PARTIES DE L'EXERCICE:
1. Recopiez fidèlement le passage de l'article sur la guerre en Ukraine et le FIT-U qui commence à «Les deux autres» et se termine à «la même bannière.».
2. Relevez chaque ligne des entrées où figure le mot «bell», en tenant compte de la casse.

EXTRAIT DU DOCUMENT:
******************************

La guerre en Ukraine révèle la politique pro-impérialiste du Front de gauche et des travailleurs en Argentine

Au milieu des habituels marchandages électoraux et des déclarations de campagne nationalistes en vue des élections de 2023, la prétendue unité du Front de gauche et des travailleurs (FIT-U ou FIT) en Argentine offre une plateforme politique aux ardents défenseurs de la guerre menée par les États-Unis et l’OTAN contre la Russie en Ukraine.

Alors même que la présence des forces de l’OTAN en Ukraine et leur rôle dans la provocation et la conduite de la guerre deviennent indéniables, deux partenaires principaux de la coalition électorale de la pseudogauche, la Gauche socialiste (IS) et le Mouvement socialiste des travailleurs (MST), continuent de faire campagne pour l’envoi de plus d’argent, d’armes et de volontaires sur le front contre la Russie.

Les deux autres partenaires principaux de la FIT-U, le Parti des travailleurs socialistes (PTS) et le Parti ouvrier (PO), prétendent s’opposer à la guerre impérialiste de l’OTAN, tout en disant poliment à leurs «camarades» de l’IS et du MST qu’ils peuvent tous accepter d’être en désaccord. Pour ces forces, un soutien ouvert à l’impérialisme n’est en rien un obstacle pour se présenter aux élections sous la même bannière.

Ce qui unit toutes ces tendances, c’est leur orientation nationaliste, qui les lie inextricablement à leur propre bourgeoisie nationale. Dans la mesure où elles se retrouvent aujourd’hui divisées sur la guerre en Ukraine, cela reflète les divisions au sein de la classe dirigeante capitaliste argentine elle-même, alors que cette dernière cherche un moyen d’équilibrer sa subordination continue à l’impérialisme américain et au FMI, d’une part, tout en réagissant à l’influence économique et politique croissante de la Chine – et, dans une moindre mesure, de la Russie – dans la région.

Le président argentin Alberto Fernández avec Vladimir Poutine à Moscou, en février 2022 [Photo by Casa Rosada / CC BY-SA 2.5]

Des calculs similaires sont effectués dans tout l’hémisphère, comme le montre le voyage du président brésilien Lula à Pékin et sa remise en question de la nécessité du dollar américain dans le commerce international. Il convient de noter que le président argentin Fernandez rencontrait Vladimir Poutine à Moscou la veille même du lancement par la Russie de son «opération militaire spéciale» en Ukraine.

Étant donné leur subordination au milieu politique national bourgeois, les positions sans principes sur les questions internationales ne font généralement pas sourciller les cercles de la pseudogauche argentine. Mais cette fois-ci, le Parti ouvrier (PO) dirigé par Jorge Altamira, membre fondateur de la FIT-U, se présentera séparément aux élections de 2023. Il a donc trouvé politiquement opportun de dénoncer le FIT-U pour son «soutien à l’OTAN».

******************************

DONNÉES AFFICHÉES:

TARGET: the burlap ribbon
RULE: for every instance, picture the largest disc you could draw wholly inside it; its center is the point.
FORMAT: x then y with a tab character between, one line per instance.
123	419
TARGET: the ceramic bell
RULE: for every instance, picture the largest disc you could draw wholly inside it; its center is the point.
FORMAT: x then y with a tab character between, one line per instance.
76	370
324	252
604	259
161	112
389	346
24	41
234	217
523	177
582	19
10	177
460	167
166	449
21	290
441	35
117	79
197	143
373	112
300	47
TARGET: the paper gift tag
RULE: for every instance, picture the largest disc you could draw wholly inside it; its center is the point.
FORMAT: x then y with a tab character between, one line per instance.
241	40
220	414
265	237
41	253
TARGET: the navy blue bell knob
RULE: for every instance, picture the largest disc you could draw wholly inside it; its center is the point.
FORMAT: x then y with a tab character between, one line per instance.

******************************

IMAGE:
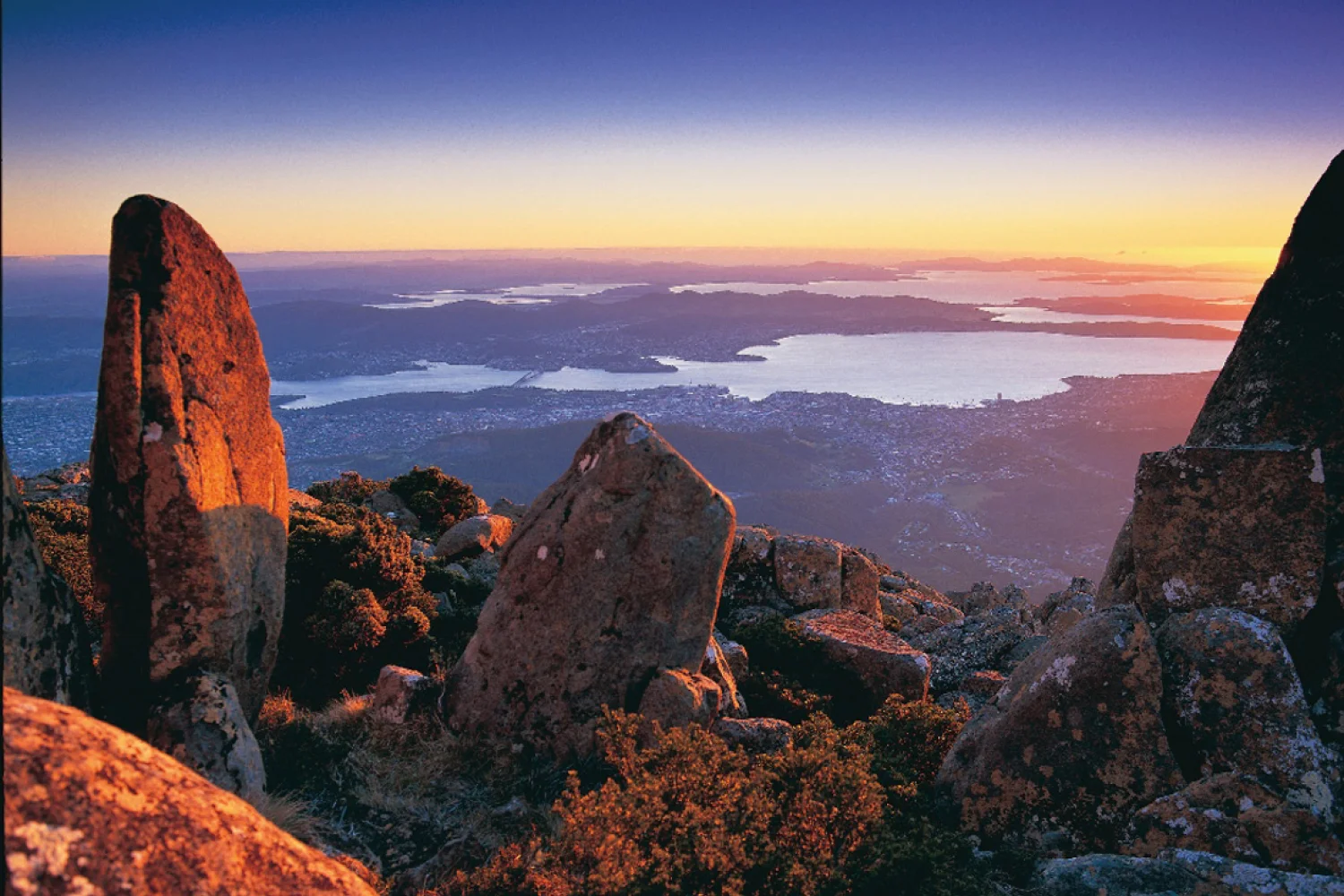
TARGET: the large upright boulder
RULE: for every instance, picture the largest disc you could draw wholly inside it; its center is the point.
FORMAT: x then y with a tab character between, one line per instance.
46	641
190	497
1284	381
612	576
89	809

******************************

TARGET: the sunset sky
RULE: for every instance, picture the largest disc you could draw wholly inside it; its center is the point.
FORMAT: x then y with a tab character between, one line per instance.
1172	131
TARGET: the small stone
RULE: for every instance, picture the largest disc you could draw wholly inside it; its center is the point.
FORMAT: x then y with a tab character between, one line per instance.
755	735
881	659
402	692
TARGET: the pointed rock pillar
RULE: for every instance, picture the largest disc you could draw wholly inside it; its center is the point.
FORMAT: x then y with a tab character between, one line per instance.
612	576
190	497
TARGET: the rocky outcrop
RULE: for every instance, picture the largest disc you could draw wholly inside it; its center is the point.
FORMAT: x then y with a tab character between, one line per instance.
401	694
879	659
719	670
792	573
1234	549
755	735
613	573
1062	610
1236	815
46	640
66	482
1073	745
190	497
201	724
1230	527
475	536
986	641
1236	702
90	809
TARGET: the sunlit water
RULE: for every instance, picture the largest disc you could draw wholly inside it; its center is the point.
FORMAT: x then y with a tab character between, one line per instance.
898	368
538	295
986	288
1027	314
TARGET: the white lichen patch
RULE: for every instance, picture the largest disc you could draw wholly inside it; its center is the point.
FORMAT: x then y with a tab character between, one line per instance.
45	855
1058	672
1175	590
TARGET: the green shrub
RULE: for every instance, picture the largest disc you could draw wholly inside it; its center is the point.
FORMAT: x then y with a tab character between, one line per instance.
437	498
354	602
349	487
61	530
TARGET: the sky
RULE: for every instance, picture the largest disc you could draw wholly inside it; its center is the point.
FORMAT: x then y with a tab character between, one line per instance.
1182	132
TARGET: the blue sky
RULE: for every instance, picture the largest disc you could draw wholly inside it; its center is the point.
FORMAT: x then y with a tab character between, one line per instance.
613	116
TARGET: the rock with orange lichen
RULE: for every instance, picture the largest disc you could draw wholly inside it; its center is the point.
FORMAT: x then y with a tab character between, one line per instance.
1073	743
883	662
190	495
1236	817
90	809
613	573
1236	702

******************************

CORRIGÉ DE L'EXERCICE:
1.
Les deux autres partenaires principaux de la FIT-U, le Parti des travailleurs socialistes (PTS) et le Parti ouvrier (PO), prétendent s’opposer à la guerre impérialiste de l’OTAN, tout en disant poliment à leurs «camarades» de l’IS et du MST qu’ils peuvent tous accepter d’être en désaccord. Pour ces forces, un soutien ouvert à l’impérialisme n’est en rien un obstacle pour se présenter aux élections sous la même bannière.

2.
TARGET: the ceramic bell
TARGET: the navy blue bell knob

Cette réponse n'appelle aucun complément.